Stored items from a collection
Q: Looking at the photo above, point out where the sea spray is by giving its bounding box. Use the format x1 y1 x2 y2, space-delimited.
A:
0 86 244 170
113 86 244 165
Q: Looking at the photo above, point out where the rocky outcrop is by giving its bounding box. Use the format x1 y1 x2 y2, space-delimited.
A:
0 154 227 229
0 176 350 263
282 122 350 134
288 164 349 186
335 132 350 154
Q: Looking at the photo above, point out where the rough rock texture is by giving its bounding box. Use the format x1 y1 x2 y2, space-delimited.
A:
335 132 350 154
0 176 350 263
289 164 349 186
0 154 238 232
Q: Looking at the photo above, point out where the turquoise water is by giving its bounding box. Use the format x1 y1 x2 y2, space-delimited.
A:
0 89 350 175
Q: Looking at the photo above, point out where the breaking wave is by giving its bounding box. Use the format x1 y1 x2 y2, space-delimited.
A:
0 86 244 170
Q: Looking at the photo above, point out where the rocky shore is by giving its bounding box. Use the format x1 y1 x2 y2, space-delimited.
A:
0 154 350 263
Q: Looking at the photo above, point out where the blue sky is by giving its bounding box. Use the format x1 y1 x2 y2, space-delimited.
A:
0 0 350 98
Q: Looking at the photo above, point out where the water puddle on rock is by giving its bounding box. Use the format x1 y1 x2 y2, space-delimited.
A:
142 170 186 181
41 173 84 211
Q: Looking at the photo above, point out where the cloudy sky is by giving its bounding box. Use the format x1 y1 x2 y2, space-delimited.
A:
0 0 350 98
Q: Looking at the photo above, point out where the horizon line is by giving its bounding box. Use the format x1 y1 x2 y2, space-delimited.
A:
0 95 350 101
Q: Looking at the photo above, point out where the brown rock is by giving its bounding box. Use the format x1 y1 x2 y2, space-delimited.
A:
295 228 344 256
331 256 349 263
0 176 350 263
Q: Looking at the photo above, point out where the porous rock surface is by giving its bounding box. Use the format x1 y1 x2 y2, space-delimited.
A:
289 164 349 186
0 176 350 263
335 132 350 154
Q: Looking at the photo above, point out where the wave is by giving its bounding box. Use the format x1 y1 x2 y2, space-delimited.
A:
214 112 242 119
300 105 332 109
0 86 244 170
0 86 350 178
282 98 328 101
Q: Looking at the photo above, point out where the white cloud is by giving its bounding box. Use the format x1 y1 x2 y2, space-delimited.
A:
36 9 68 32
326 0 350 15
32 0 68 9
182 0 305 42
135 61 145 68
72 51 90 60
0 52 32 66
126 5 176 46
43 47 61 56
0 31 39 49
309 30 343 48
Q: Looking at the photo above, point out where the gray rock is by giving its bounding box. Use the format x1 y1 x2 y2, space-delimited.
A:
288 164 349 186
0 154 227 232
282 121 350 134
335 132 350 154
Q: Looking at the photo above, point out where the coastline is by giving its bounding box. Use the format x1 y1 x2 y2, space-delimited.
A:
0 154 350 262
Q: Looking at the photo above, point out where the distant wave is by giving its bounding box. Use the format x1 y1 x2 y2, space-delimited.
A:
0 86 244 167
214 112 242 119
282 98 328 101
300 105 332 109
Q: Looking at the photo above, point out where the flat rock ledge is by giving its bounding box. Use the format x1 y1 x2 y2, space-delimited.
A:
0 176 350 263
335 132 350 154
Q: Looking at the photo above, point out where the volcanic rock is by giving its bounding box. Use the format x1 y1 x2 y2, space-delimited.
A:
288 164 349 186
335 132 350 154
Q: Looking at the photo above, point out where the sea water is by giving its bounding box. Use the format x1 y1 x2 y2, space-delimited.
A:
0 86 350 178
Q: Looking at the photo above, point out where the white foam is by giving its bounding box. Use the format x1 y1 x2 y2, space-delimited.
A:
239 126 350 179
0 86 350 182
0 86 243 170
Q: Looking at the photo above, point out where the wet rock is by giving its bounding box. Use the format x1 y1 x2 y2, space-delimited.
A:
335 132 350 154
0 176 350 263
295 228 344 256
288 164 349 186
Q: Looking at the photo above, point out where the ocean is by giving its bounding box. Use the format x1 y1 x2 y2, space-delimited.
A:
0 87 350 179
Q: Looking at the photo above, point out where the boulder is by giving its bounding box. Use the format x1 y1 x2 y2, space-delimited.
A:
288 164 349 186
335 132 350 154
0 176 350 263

* **Stated goal**: Scale everything from the line containing "Q: Looking at the photo above, point out where the coastline" down to the end of the material, requests included. Multiply each coordinate in the answers by 2.4, round to whole numbers with halves going up, and leave out all earlier lines.

* **Task solution**:
Q: Looking at the photo above, point out where the coastline is by giving its bounding box. Use the format x1 y1 x2 y2, space-delimited.
A:
0 370 840 629
Q: Looking at the photo above, point out where the distant wave is by giving its bounding box. Use the format x1 y1 x2 y2, space-delimited.
A:
0 206 586 401
514 269 581 286
677 235 787 242
720 252 797 262
Q: Looking at the photo above, point out where the flat rock ledge is by giving its bounding box. Use the format x1 y1 x2 y2, space-delimited.
A:
0 422 840 631
804 317 840 370
Q: Looking at the photo above, point out where the volcanic rock is by giving its bounding box. Use the format x1 y1 x2 y2, space-delimited.
A:
691 394 838 446
804 317 840 370
Q: Looking at the photo above, point out where the sea water is by giving its bounding box. Use the format x1 y1 x2 y2, space-delimited.
A:
0 206 840 427
Q: Looking at the photo above, point out where the white foam is by giving its bounding box. Use the format x1 y1 x2 y2, space-delimited.
A:
574 302 840 430
0 206 840 437
0 206 583 408
Q: Looking at the photo above, point out where the wet rock is by giving its bounding box. Use the format x1 y1 x2 y2, space-delimited.
A:
804 317 840 370
0 422 840 631
708 547 826 614
691 394 838 446
Q: Looking at the photo above, point out where the ocean is by giving its bounding box. Use the format x1 y1 x2 y2, space-delimited.
A:
0 209 840 430
Q: Looking at the photo above, point out where the boulder is by giving its bounding box. Use the format x1 y1 x2 y2, space-delimited.
A:
691 394 838 446
804 317 840 370
0 422 840 631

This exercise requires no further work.